━━━ RECORDS SHOWN ━━━

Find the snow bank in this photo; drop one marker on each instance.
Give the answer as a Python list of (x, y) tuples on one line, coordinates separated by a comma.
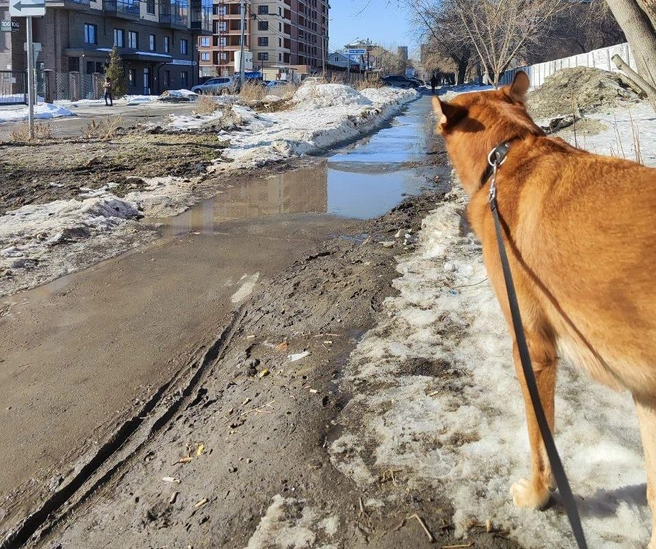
[(41, 111), (454, 423), (324, 115)]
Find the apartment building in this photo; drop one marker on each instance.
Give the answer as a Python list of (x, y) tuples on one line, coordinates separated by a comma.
[(287, 38), (156, 39)]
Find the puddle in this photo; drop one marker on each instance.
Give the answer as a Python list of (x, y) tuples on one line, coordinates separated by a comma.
[(363, 180)]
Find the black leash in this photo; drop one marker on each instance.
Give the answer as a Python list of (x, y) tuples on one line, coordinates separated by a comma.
[(495, 159)]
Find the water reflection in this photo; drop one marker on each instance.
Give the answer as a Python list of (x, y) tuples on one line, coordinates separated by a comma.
[(362, 180), (300, 191)]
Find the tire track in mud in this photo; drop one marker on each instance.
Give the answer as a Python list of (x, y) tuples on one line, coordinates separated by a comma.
[(125, 443)]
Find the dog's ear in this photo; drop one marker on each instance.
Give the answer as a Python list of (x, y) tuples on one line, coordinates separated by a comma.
[(446, 114), (519, 87)]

━━━

• **YOUR TASK**: Convert the records above into a JSON list of strings, with one string for each line and no blank lines. Leave the picture out of the answer.

• **FINAL ANSWER**:
[
  "Find the snow bank in this photo; drop one marker on each instance.",
  "Give the answer as a Python list of (x, y) tuples on one line, coordinates separated by a comma.",
  "[(41, 111), (454, 423), (324, 115)]",
  "Find the apartment building in this photo; drop one marker on each instance.",
  "Give the answer as a Python list of (x, y) tuples on one line, coordinates separated by a comma.",
  "[(287, 38), (156, 39)]",
  "Find the puddle in this photo; drop one marker on each instance.",
  "Give the answer as a Python list of (x, y) tuples on one line, coordinates separated by a comma.",
  "[(363, 180)]",
  "Find the black leash in this photo; drop one marker on each instance.",
  "Give the answer as a Python list of (x, y) tuples on one line, coordinates separated by a comma.",
  "[(495, 159)]",
  "Find the water reflection in this photo; drop one marker on each instance.",
  "Give the answer as a Python list of (x, y) tuples on one line, coordinates separated by a comma.",
  "[(362, 180), (300, 191)]",
  "Find the tire track in mud in this photo; drop one marker on each instance.",
  "Give the answer as a Python list of (x, y) tuples on one line, coordinates separated by a comma.",
  "[(125, 443)]",
  "Find the dog's ear in this photo; drop one marker on each instance.",
  "Give the answer as a Python list of (x, y) tuples on one line, coordinates separated by a comma.",
  "[(446, 114), (519, 87)]"
]